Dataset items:
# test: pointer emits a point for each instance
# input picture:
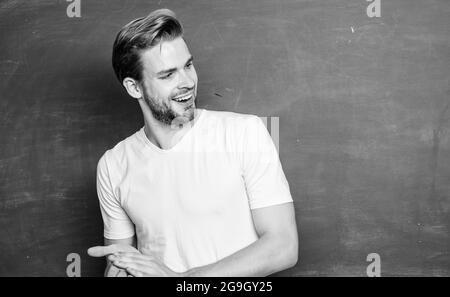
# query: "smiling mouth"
(183, 99)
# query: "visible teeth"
(184, 98)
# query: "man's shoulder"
(228, 118)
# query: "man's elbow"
(292, 253)
(287, 247)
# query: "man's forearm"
(267, 255)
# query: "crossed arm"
(276, 249)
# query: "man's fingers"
(101, 251)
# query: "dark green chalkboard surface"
(363, 108)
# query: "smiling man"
(194, 192)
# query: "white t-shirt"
(191, 205)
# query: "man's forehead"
(167, 54)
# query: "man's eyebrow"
(166, 71)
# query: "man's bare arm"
(275, 250)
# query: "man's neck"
(166, 136)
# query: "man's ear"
(132, 87)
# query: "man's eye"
(167, 75)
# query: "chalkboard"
(362, 103)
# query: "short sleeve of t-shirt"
(264, 178)
(116, 223)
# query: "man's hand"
(125, 257)
(138, 264)
(101, 251)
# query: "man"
(201, 192)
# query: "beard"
(165, 114)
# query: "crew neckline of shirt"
(153, 147)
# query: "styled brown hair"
(138, 35)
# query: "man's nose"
(186, 80)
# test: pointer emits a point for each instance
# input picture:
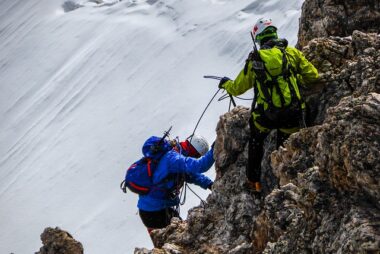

> Your goal:
Return each line above that contains the word "smiling".

> The solution:
# query: "smiling mouth"
# query: "smiling man"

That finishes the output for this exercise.